Please reproduce the records below with "retail photo" swapped for "store image" and everything else unchanged, leaving out the pictures.

[Start of ENTRIES SHOWN]

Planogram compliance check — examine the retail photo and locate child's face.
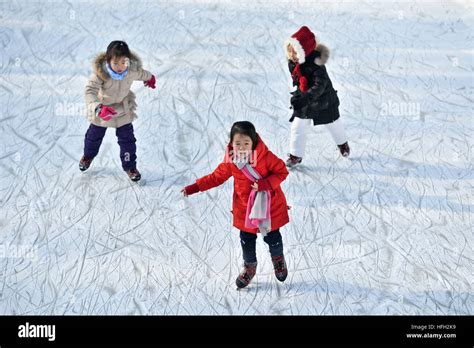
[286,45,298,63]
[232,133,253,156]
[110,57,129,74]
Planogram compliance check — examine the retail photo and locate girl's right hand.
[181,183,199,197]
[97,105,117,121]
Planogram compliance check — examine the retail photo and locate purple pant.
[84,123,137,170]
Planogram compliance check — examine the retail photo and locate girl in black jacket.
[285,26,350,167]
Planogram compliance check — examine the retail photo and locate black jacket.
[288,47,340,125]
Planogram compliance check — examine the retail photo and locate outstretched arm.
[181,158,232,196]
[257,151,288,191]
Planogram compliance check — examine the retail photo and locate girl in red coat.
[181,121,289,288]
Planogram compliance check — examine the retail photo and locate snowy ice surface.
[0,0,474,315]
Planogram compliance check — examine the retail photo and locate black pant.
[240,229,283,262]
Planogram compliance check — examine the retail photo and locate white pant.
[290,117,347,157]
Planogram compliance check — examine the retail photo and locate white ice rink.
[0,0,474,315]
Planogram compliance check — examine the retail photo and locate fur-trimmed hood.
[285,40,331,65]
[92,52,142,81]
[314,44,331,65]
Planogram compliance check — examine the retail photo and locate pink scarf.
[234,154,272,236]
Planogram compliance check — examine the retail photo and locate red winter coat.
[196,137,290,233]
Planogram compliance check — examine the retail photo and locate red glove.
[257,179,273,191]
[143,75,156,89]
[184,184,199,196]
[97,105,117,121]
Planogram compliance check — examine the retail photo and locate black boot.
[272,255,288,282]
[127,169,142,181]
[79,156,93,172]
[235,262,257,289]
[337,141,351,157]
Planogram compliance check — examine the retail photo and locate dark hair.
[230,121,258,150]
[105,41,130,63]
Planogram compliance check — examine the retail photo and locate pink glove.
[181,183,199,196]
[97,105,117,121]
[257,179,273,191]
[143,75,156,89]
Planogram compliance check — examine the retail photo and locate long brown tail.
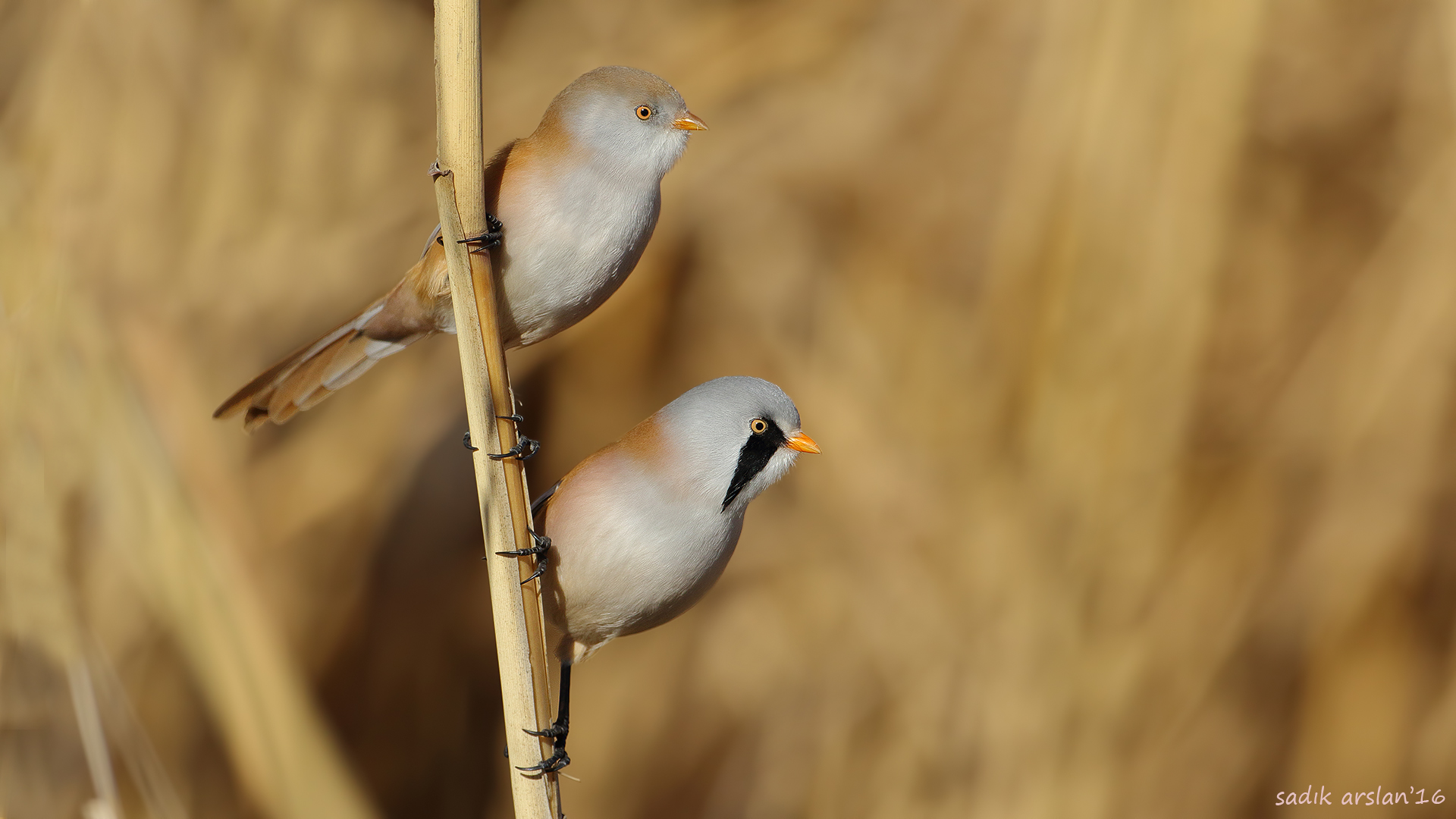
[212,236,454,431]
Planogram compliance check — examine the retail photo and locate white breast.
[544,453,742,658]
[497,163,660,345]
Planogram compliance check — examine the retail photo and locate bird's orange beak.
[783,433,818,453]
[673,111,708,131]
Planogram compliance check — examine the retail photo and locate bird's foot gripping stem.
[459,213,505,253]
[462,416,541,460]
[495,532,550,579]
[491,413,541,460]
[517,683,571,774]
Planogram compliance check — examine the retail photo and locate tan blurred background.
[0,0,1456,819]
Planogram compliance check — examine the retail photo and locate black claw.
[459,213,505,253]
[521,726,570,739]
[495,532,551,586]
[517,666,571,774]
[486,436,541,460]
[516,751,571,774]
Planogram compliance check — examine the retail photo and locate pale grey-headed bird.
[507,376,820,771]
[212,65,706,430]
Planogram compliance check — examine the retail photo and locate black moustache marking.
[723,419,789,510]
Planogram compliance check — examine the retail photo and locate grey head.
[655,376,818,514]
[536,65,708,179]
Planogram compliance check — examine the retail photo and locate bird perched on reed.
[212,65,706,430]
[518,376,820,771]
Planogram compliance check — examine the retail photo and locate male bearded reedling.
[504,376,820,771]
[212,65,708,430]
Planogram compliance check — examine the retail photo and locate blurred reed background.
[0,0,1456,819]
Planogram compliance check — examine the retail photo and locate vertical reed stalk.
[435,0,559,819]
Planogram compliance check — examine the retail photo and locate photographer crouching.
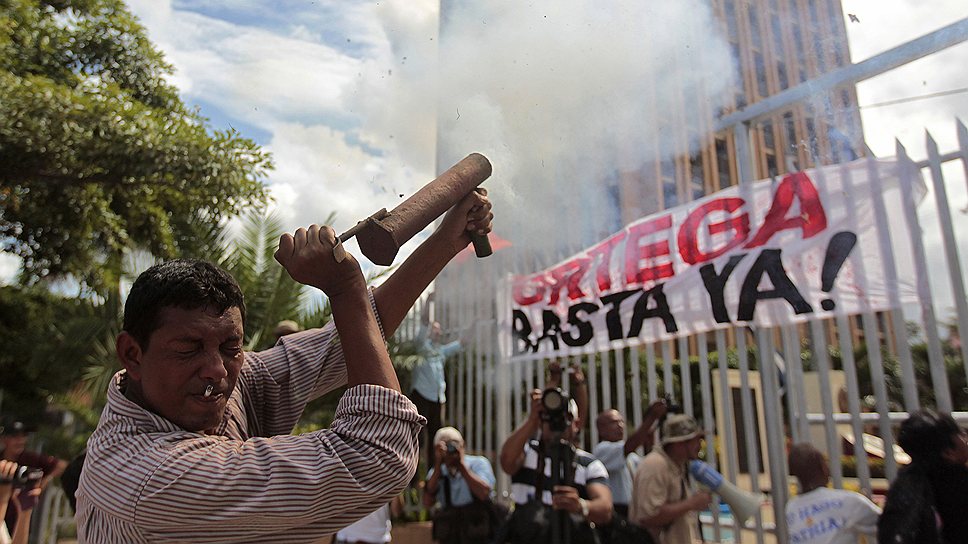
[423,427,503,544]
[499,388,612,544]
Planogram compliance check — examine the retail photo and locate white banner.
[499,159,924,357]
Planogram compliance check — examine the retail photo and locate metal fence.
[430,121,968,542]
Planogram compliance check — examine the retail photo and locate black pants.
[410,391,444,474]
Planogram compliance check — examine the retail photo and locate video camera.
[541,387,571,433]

[End of ENTRIES SHOWN]

**WORKED ANSWER:**
Planogram compliance check — examine the store image and locate child's face.
[286,45,298,63]
[232,133,253,156]
[110,57,129,74]
Planogram compliance check — examine the store image and locate girl's right hand.
[181,183,199,197]
[97,105,117,121]
Planogram compliance check — examine the store image and locate purple pant.
[84,123,137,170]
Planogram compliance check — examine the store image and locate girl in black jacket.
[285,26,350,167]
Planogram compliance check — examine the store image and locate black jacket.
[288,47,340,125]
Planogram compliance check — examine the store image and locate outstretched arm.
[181,158,232,196]
[257,151,288,191]
Planogram compliance check — examine the store image and locate girl in red coat.
[181,121,289,288]
Planogram compliance check — examine the store image and locate snowy ice surface.
[0,0,474,315]
Planogram compliance check — examine the store image and locate black pant.
[240,229,283,262]
Planogram compliance check — examine the store image and locate white pant.
[290,117,347,157]
Planogram compliance check — examine the store image and locate white ice rink.
[0,0,474,315]
Planogram compliance check — examine the store image and locate fur-trimmed hood.
[285,40,331,65]
[92,52,142,81]
[314,44,331,65]
Planogram compliance check — examine the store image and locate pink scarf.
[234,154,272,236]
Planogram compliance check — examine the store image and locate red winter coat.
[196,137,290,233]
Planogram compliance check — examine the store image and locate red glove.
[257,179,273,191]
[143,75,156,89]
[184,184,199,196]
[97,105,117,121]
Planogram compliance check — examine the store image and locate black boot.
[272,255,288,282]
[127,169,142,181]
[79,156,93,172]
[235,262,257,289]
[337,141,351,157]
Planogram compliance check — examine the store image and locate dark hair.
[230,121,258,150]
[105,41,130,63]
Planogram compliance check — examine the store image and locate pink glove.
[181,183,199,196]
[97,105,117,121]
[257,179,273,191]
[143,75,156,89]
Planogram compliance check — examine the store image and locate long brown tail.
[212,236,454,431]
Planogram compliance check — examine the store image and locate white breast.
[544,453,742,658]
[497,163,660,345]
Planogram compliance check — examine the store image and locate bird's orange beak.
[783,433,818,453]
[673,111,708,131]
Planogram compliance check — examine the store image and locate bird's foot gripping stem.
[459,213,505,253]
[462,416,541,460]
[495,532,550,579]
[491,413,541,460]
[517,683,571,774]
Planogram compliance check — examine the store image and locate tan blurred background.
[0,0,1456,819]
Planogram compliance check — examine the store image and locate black claw.
[459,213,505,253]
[521,726,570,739]
[495,532,551,586]
[517,666,571,774]
[486,436,541,460]
[516,751,571,774]
Planogram compliance check — examine the store image and locate pale grey-headed bird.
[507,376,820,771]
[212,65,706,430]
Planogram compliance check — examine the store image and locate black moustache marking.
[723,419,789,510]
Planogram compliance check — examine the store image and locate grey head.
[655,376,818,514]
[536,65,708,179]
Planogram compliance check — examine the store image and locate bird perched on reed.
[212,65,706,430]
[518,376,820,771]
Planogram compliance check — examine the store image and locate male bearded reedling.
[504,376,820,771]
[212,65,708,430]
Planogram compliance check — examine the store image and locate blurred reed background.
[0,0,1456,819]
Planogram compliance check — examine the store image and locate vertical reed stalk.
[435,0,559,819]
Planogram compliance check — examine the store image and locate photographer crouching.
[423,427,503,544]
[499,388,612,544]
Planogram compliance check — examine the store image and locate white banner.
[499,159,924,357]
Planogram compliance check — examine the store image and locate metal fence.
[430,121,968,542]
Planogram compliance check — examine the store image and locate black pants.
[410,391,444,474]
Planogram compliance check — examine the store image and locate video camera.
[541,387,571,433]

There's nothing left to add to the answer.